Ao depor como testemunha informante na Justiça Militar do Ceará, a camponesa Maria José de Souza Barros, de Japuara, contou, em 1973:

(...) e ainda levaram seu filho para o mato, judiaram com o mesmo, com a finalidade de dar conta de seu marido; que o menino se chamava Francisco de Souza Barros e tem a idade de nove anos; que a polícia levou o menino às cinco horas da tarde e somente voltou com ele às duas da madrugada mais ou menos; (...)

A professora Maria Madalena Prata Soares, 26 anos, esposa do estudante José Carlos Novaes da Mata Machado, morto pelos órgãos de segurança, narrou ao Conselho de Auditoria Militar de Minas Gerais, em 1973:

(...) que foi presa no dia 21.10.1973, juntamente com seu filho menor Eduardo, de 4 anos de idade; que o motivo da prisão era que a interroganda desse o paradeiro de seu esposo; que, durante 3 dias, em Belo Horizonte, foi pressionada (para dizer) onde estava José Carlos, da seguinte maneira: que, se não falasse, seu filho seria jogado do 2 andar, e isso durou 3 dias, (...); que na última noite que seu filho passou consigo, já estava bastante traumatizado, pois ele não conseguia entender porque estava preso e pedia para ela, interroganda, para não dormir, para ver a hora que o soldado viria buscá-los; (...) ele não consegue entender o motivo do desaparecimento meu e de José Carlos; que o menino está traumatizado, com sentimento de abandono; (...)

Linhas fornecidas:

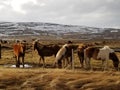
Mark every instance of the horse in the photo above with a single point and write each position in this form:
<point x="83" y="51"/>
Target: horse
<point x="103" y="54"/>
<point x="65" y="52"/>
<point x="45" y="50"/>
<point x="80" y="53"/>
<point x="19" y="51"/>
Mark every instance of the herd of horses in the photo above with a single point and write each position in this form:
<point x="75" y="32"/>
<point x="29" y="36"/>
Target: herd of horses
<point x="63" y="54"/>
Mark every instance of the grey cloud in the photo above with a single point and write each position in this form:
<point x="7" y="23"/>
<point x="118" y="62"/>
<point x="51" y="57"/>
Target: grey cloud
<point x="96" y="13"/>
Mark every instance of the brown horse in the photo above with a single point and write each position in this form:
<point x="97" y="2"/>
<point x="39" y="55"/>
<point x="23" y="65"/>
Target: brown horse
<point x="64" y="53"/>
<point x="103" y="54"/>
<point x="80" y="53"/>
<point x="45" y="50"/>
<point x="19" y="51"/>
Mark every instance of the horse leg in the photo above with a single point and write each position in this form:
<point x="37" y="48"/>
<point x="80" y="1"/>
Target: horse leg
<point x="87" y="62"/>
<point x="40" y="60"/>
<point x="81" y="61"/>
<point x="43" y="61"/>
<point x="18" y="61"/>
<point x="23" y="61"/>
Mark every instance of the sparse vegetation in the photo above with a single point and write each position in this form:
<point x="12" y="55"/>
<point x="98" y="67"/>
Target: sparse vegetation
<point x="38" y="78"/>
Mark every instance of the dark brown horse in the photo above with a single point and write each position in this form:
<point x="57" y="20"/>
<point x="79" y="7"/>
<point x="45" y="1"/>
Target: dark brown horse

Ordem de trabalho 1:
Com base no texto extraído, responda:
(a) Que idade tinha o filho de Maria José de Souza Barros?
(b) Em que data Maria Madalena Prata Soares foi presa?
(c) Durante quantos dias ela foi pressionada em Belo Horizonte?
Ordem de trabalho 2:
Diga se cada afirmação concorda com o texto extraído, respondendo sim ou não e citando as palavras que decidem.
(a) A polícia trouxe Francisco de Souza Barros de volta por volta das duas da madrugada.
(b) Maria Madalena Prata Soares depôs na Justiça Militar do Ceará.
(c) Eduardo tinha 6 anos quando foi preso com a mãe.
Ordem de trabalho 3: Por favor, cite sem alterações um trecho do texto extraído: comece nas palavras "Ao depor como" e pare depois de "ou menos; (...)".

Resposta escrita 1:
(a) Nove anos.
(b) Em 21.10.1973.
(c) Durante 3 dias.

Resposta escrita 2:
(a) Sim: "somente voltou com ele às duas da madrugada mais ou menos".
(b) Não: "narrou ao Conselho de Auditoria Militar de Minas Gerais".
(c) Não: "seu filho menor Eduardo, de 4 anos de idade".

Resposta escrita 3:
Ao depor como testemunha informante na Justiça Militar do Ceará, a camponesa Maria José de Souza Barros, de Japuara, contou, em 1973:

(...) e ainda levaram seu filho para o mato, judiaram com o mesmo, com a finalidade de dar conta de seu marido; que o menino se chamava Francisco de Souza Barros e tem a idade de nove anos; que a polícia levou o menino às cinco horas da tarde e somente voltou com ele às duas da madrugada mais ou menos; (...)